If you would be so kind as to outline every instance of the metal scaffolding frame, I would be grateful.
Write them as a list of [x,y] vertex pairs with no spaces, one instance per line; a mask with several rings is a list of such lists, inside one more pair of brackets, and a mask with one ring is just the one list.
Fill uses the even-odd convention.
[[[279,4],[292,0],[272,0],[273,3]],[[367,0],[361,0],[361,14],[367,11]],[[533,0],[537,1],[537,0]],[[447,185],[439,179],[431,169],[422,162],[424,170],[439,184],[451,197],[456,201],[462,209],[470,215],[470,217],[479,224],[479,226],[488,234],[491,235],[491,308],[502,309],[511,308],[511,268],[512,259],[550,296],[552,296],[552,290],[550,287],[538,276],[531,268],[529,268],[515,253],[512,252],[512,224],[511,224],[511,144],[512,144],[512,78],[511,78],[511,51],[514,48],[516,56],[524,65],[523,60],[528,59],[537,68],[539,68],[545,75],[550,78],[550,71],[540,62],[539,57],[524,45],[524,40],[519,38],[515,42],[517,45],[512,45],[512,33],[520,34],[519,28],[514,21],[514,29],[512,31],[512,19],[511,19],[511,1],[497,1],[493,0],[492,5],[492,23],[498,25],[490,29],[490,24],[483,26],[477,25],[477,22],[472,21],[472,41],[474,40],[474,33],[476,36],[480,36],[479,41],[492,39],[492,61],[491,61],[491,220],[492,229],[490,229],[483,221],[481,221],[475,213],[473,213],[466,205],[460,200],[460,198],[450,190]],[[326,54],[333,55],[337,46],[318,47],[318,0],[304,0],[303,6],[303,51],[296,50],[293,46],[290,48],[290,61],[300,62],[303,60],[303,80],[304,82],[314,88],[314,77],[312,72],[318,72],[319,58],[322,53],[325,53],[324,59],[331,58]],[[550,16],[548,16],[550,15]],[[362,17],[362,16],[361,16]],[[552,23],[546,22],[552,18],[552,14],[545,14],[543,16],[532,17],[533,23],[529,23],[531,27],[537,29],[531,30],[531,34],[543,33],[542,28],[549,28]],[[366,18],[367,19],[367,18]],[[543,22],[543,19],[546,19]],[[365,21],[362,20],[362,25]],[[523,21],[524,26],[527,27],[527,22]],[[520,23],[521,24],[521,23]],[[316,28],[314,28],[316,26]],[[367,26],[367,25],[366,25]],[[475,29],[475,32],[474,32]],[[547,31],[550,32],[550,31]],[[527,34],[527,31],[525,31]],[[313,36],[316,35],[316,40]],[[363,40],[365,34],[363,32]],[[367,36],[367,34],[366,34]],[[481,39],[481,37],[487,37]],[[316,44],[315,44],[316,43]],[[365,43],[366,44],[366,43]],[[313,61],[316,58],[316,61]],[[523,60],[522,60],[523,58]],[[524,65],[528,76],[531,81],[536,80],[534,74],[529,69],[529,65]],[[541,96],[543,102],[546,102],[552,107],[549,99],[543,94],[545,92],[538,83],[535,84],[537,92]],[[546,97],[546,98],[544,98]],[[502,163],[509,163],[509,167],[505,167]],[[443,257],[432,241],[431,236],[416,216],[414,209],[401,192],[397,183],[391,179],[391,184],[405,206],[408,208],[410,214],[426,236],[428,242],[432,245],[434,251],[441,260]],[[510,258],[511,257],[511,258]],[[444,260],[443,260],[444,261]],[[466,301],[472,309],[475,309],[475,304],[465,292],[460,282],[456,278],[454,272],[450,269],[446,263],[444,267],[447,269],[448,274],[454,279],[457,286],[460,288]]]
+++
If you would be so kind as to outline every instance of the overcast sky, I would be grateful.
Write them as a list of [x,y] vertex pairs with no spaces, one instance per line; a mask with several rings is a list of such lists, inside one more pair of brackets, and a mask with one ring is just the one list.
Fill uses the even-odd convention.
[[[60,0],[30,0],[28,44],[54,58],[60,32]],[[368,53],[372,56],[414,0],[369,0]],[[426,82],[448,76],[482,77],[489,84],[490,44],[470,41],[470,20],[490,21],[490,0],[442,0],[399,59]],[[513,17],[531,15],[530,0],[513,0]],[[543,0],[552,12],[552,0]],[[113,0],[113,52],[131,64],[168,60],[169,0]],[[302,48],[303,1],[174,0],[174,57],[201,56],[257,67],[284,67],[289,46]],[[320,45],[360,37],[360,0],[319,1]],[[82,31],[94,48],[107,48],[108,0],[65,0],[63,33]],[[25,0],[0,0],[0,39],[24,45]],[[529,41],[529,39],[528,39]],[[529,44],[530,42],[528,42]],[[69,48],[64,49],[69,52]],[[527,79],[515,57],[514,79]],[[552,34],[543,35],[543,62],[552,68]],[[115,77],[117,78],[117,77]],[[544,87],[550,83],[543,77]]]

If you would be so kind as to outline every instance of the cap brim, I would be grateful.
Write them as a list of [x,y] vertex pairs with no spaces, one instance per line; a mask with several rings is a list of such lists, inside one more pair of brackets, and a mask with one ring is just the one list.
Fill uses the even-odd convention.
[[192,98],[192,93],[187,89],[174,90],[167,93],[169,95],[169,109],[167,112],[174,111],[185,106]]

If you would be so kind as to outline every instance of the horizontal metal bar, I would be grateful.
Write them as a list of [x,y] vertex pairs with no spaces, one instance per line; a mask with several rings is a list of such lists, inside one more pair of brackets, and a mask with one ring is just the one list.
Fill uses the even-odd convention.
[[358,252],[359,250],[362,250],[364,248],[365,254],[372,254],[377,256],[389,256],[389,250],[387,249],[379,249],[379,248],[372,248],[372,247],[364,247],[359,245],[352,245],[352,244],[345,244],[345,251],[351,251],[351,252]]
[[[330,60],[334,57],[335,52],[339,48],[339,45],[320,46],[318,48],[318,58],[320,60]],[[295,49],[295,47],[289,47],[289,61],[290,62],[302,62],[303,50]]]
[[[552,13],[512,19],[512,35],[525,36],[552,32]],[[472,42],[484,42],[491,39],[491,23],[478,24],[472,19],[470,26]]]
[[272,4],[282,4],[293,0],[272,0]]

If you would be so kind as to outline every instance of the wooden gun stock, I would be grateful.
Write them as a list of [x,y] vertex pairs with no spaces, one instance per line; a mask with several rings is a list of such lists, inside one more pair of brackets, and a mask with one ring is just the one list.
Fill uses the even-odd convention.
+++
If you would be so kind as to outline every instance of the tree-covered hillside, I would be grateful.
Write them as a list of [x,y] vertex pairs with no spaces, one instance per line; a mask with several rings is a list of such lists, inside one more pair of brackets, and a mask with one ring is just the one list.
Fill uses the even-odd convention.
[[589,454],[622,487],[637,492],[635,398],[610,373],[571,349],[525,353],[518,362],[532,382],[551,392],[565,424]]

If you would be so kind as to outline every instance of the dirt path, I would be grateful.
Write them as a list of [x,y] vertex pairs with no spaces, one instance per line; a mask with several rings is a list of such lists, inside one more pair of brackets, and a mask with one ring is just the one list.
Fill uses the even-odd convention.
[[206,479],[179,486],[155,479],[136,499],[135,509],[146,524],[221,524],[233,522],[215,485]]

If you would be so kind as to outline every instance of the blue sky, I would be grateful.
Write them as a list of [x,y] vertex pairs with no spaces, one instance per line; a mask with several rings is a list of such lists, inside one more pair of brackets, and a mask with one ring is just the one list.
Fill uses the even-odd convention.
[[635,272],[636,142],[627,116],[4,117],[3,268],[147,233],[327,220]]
+++
Work request: If a line in the listing has "would" in it, report that line.

Response for this exercise:
If you would be so kind as to outline every instance of the metal scaffolding frame, I would be grateful.
If you would be so kind as to outline every instance of the overcast sky, I would be grateful.
If you would be so kind as to outline every instance of the cap brim, I would be grateful.
If you would be so kind as to outline every instance of the horizontal metal bar, I would be grateful.
If you would be so kind as to outline every instance of the wooden gun stock, I would be grateful.
If you would be so kind as to outline every instance of the tree-covered hillside, I would be grateful.
If you would be so kind as to outline every instance of the dirt path, I would be grateful.
If you would be so kind as to outline every instance of the blue sky, I would be grateful.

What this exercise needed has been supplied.